# [WHAT TO PRODUCE]
Each record must be printed again exactly as given.

# [DATASET]
=== Section Start ===

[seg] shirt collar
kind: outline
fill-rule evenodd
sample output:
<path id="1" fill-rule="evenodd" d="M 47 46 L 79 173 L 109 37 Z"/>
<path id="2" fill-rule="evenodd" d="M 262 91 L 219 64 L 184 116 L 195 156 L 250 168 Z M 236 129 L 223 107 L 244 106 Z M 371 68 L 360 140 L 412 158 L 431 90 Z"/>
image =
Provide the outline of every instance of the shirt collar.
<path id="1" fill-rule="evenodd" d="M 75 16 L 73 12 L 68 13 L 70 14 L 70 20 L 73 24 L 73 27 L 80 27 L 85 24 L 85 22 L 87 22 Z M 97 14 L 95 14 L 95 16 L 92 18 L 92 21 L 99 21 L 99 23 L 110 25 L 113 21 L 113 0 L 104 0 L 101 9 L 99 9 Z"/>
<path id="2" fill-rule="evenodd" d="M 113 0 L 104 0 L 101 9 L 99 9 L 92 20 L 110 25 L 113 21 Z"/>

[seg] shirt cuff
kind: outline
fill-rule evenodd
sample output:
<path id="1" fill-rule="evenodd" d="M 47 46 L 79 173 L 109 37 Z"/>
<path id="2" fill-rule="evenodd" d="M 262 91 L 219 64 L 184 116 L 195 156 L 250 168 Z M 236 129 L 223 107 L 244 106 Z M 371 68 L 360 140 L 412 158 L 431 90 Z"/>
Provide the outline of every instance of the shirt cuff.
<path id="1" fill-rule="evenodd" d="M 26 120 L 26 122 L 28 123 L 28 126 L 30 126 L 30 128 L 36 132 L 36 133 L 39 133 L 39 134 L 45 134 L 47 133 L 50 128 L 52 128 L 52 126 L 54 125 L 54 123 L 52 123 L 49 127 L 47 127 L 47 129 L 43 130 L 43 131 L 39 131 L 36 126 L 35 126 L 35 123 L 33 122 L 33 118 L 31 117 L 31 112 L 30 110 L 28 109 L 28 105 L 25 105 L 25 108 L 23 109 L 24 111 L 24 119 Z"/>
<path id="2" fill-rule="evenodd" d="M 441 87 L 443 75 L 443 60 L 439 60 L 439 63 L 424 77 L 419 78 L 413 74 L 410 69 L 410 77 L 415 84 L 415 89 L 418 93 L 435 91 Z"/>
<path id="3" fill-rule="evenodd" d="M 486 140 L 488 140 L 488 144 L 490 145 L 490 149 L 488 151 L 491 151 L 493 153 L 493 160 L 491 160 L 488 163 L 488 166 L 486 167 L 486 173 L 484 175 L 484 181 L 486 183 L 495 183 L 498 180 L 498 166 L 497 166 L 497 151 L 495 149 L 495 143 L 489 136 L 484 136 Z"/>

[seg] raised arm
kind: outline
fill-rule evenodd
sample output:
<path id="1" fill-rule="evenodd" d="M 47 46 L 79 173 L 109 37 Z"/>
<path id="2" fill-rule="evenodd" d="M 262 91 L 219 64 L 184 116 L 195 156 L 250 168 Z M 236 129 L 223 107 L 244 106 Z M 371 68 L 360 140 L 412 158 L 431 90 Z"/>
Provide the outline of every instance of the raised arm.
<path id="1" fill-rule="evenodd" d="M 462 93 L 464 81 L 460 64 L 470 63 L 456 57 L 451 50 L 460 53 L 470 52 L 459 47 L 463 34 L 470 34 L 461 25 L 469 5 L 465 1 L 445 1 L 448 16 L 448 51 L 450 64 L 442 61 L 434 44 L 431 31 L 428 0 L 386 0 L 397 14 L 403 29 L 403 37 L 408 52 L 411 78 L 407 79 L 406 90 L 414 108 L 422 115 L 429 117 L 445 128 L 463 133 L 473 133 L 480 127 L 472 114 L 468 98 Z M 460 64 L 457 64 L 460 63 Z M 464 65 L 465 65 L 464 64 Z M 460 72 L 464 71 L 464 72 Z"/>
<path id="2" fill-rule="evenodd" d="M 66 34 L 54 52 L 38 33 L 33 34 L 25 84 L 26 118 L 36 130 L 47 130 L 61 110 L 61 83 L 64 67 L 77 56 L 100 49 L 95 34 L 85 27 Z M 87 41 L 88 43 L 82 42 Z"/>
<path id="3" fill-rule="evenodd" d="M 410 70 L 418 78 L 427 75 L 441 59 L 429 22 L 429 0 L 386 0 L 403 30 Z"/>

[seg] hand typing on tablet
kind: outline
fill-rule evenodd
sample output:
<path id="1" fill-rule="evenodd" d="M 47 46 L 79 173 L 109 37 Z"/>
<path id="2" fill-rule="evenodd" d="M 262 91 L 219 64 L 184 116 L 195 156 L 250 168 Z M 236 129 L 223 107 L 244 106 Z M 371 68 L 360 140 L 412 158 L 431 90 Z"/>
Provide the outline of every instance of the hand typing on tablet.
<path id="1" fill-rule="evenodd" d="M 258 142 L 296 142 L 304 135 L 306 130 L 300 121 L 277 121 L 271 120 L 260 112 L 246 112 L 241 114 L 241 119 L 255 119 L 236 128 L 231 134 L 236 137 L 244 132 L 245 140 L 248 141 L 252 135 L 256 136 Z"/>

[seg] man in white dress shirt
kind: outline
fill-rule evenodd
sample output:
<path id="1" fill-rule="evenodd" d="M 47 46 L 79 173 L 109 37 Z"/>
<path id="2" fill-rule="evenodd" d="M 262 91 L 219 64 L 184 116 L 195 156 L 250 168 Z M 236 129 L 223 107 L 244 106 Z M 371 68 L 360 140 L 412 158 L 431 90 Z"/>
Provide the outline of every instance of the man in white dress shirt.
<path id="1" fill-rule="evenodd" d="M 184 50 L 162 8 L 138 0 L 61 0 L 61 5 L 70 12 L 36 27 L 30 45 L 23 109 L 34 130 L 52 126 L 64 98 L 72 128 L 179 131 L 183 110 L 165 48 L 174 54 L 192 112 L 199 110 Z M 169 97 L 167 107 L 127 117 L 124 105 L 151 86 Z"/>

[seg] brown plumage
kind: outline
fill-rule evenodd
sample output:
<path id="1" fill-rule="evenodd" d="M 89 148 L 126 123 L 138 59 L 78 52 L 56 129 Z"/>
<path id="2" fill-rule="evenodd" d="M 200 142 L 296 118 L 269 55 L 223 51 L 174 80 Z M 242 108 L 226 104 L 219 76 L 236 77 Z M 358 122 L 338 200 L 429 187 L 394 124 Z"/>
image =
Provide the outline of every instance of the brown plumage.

=== Section End ===

# [TASK ANSWER]
[seg] shirt collar
kind: outline
fill-rule evenodd
sample output:
<path id="1" fill-rule="evenodd" d="M 47 46 L 79 173 L 109 37 Z"/>
<path id="2" fill-rule="evenodd" d="M 262 91 L 219 64 L 184 116 L 195 156 L 250 168 Z M 236 129 L 223 107 L 244 106 Z M 371 68 L 360 140 L 412 158 L 431 90 Z"/>
image =
Provide the outline of every instance of the shirt collar.
<path id="1" fill-rule="evenodd" d="M 75 16 L 73 12 L 68 13 L 70 14 L 70 20 L 73 24 L 73 27 L 80 27 L 85 24 L 85 22 L 87 22 Z M 97 14 L 95 14 L 95 16 L 92 18 L 92 21 L 99 21 L 99 23 L 110 25 L 113 21 L 113 0 L 104 0 L 101 9 L 99 9 Z"/>
<path id="2" fill-rule="evenodd" d="M 113 0 L 104 0 L 101 9 L 99 9 L 92 20 L 110 25 L 113 21 Z"/>

[seg] shirt cuff
kind: outline
fill-rule evenodd
sample output:
<path id="1" fill-rule="evenodd" d="M 47 46 L 79 173 L 109 37 Z"/>
<path id="2" fill-rule="evenodd" d="M 262 91 L 219 64 L 184 116 L 195 156 L 250 168 Z M 236 129 L 223 107 L 244 106 Z M 371 68 L 360 140 L 412 158 L 431 90 Z"/>
Provide the outline of every instance of the shirt cuff.
<path id="1" fill-rule="evenodd" d="M 26 120 L 26 122 L 28 123 L 28 126 L 30 126 L 30 128 L 36 132 L 36 133 L 39 133 L 39 134 L 45 134 L 47 133 L 50 128 L 52 128 L 52 126 L 54 125 L 54 123 L 52 123 L 49 127 L 47 127 L 47 129 L 43 130 L 43 131 L 39 131 L 36 126 L 35 126 L 35 123 L 33 122 L 33 118 L 31 117 L 31 112 L 30 110 L 28 109 L 28 105 L 25 105 L 25 108 L 23 109 L 24 111 L 24 119 Z"/>
<path id="2" fill-rule="evenodd" d="M 441 87 L 443 75 L 443 60 L 439 60 L 439 63 L 424 77 L 419 78 L 413 74 L 410 69 L 410 77 L 415 84 L 415 89 L 418 93 L 435 91 Z"/>
<path id="3" fill-rule="evenodd" d="M 486 140 L 488 140 L 488 144 L 490 145 L 490 149 L 488 151 L 491 151 L 493 153 L 493 160 L 491 160 L 488 163 L 488 166 L 486 167 L 486 173 L 484 175 L 484 181 L 486 183 L 495 183 L 498 180 L 498 166 L 497 166 L 497 151 L 495 149 L 495 143 L 489 136 L 484 136 Z"/>

[seg] raised arm
kind: outline
fill-rule evenodd
sample output:
<path id="1" fill-rule="evenodd" d="M 47 46 L 79 173 L 109 37 Z"/>
<path id="2" fill-rule="evenodd" d="M 262 91 L 219 64 L 184 116 L 195 156 L 250 168 Z M 236 129 L 223 107 L 244 106 Z M 371 68 L 360 140 L 412 158 L 431 90 Z"/>
Provide the outline of every instance of the raised arm.
<path id="1" fill-rule="evenodd" d="M 462 93 L 464 81 L 460 64 L 470 63 L 456 57 L 451 50 L 460 53 L 470 52 L 459 47 L 463 34 L 470 34 L 461 25 L 469 5 L 465 1 L 445 1 L 448 16 L 448 51 L 450 64 L 442 61 L 434 44 L 431 31 L 428 0 L 386 0 L 397 14 L 403 29 L 403 37 L 408 52 L 411 78 L 407 79 L 406 90 L 414 108 L 422 115 L 429 117 L 445 128 L 463 133 L 473 133 L 480 127 L 472 114 L 468 98 Z M 460 64 L 457 64 L 460 63 Z M 464 65 L 465 65 L 464 64 Z M 460 72 L 464 71 L 464 72 Z"/>
<path id="2" fill-rule="evenodd" d="M 66 34 L 54 52 L 38 33 L 33 34 L 25 84 L 26 118 L 36 130 L 47 130 L 61 110 L 61 83 L 64 67 L 77 56 L 100 49 L 95 34 L 85 27 Z M 87 41 L 88 43 L 82 42 Z"/>
<path id="3" fill-rule="evenodd" d="M 410 70 L 418 78 L 427 75 L 441 59 L 429 22 L 429 0 L 386 0 L 403 30 Z"/>

[seg] hand typing on tablet
kind: outline
fill-rule evenodd
sample output:
<path id="1" fill-rule="evenodd" d="M 47 46 L 79 173 L 109 37 Z"/>
<path id="2" fill-rule="evenodd" d="M 262 91 L 219 64 L 184 116 L 195 156 L 250 168 Z M 236 129 L 223 107 L 244 106 Z M 371 68 L 360 140 L 412 158 L 431 90 Z"/>
Provide the outline of every instance of the hand typing on tablet.
<path id="1" fill-rule="evenodd" d="M 258 142 L 296 142 L 304 135 L 306 130 L 300 121 L 277 121 L 271 120 L 260 112 L 246 112 L 241 114 L 241 119 L 255 119 L 236 128 L 231 134 L 236 137 L 244 132 L 245 140 L 248 141 L 252 135 L 256 136 Z"/>

[seg] man in white dress shirt
kind: outline
fill-rule evenodd
sample output:
<path id="1" fill-rule="evenodd" d="M 47 46 L 79 173 L 109 37 Z"/>
<path id="2" fill-rule="evenodd" d="M 262 91 L 219 64 L 184 116 L 195 156 L 250 168 Z M 236 129 L 223 107 L 244 106 Z M 371 68 L 360 140 L 412 158 L 431 90 Z"/>
Provide the outline of every instance of the man in white dress shirt.
<path id="1" fill-rule="evenodd" d="M 184 50 L 162 8 L 138 0 L 61 0 L 61 5 L 70 12 L 36 27 L 30 45 L 23 109 L 34 130 L 52 126 L 64 98 L 72 128 L 179 131 L 183 110 L 165 48 L 174 54 L 192 112 L 199 110 Z M 169 97 L 167 107 L 127 117 L 124 105 L 151 86 Z"/>

[seg] brown plumage
kind: outline
fill-rule evenodd
sample output:
<path id="1" fill-rule="evenodd" d="M 89 148 L 126 123 L 138 59 L 78 52 L 56 129 Z"/>
<path id="2" fill-rule="evenodd" d="M 200 142 L 296 118 L 269 55 L 223 51 L 174 80 Z M 242 108 L 226 104 L 219 76 L 236 77 Z M 358 122 L 338 200 L 429 187 L 394 124 Z"/>
image =
Provide the outline of every instance of the brown plumage.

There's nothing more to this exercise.